[begin EXCERPTED TEXT]
On 02/26/2014 04:38 PM, Tang Chen wrote:
> AIO ring page migration has been implemented by the following patch:
>
>          https://git.kernel.org/cgit/linux/kernel/git/torvalds/linux.git/commit/fs/aio.c?id=36bc08cc01709b4a9bb563b35aa530241ddc63e3

Forgot to mention that the above patch was merged when Linux 3.12 was 
released.
So I think this problem exists in 3.12 stable tree.

If the following solution is acceptable, we need to merge it to 3.12 
stable tree, too.

Please reply ASAP.

Thanks.

>
> In this patch, ctx->completion_lock is used to prevent other processes
> from accessing the ring page being migrated.
>
> But in aio_setup_ring(), ioctx_add_table() and aio_read_events_ring(),
> when writing to the ring page, they didn't take ctx->completion_lock.
[end EXCERPTED TEXT]
[begin MATERIAL PROVIDED]
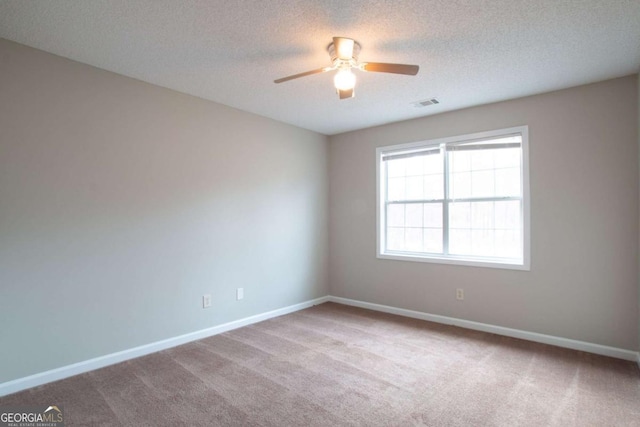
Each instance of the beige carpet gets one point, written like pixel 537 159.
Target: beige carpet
pixel 338 365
[end MATERIAL PROVIDED]
SET EXERCISE >> Reproduce the entire AIO ring page migration text word for word. Rely only on the AIO ring page migration text.

RESPONSE >>
On 02/26/2014 04:38 PM, Tang Chen wrote:
> AIO ring page migration has been implemented by the following patch:
>
>          https://git.kernel.org/cgit/linux/kernel/git/torvalds/linux.git/commit/fs/aio.c?id=36bc08cc01709b4a9bb563b35aa530241ddc63e3

Forgot to mention that the above patch was merged when Linux 3.12 was 
released.
So I think this problem exists in 3.12 stable tree.

If the following solution is acceptable, we need to merge it to 3.12 
stable tree, too.

Please reply ASAP.

Thanks.

>
> In this patch, ctx->completion_lock is used to prevent other processes
> from accessing the ring page being migrated.
>
> But in aio_setup_ring(), ioctx_add_table() and aio_read_events_ring(),
> when writing to the ring page, they didn't take ctx->completion_lock.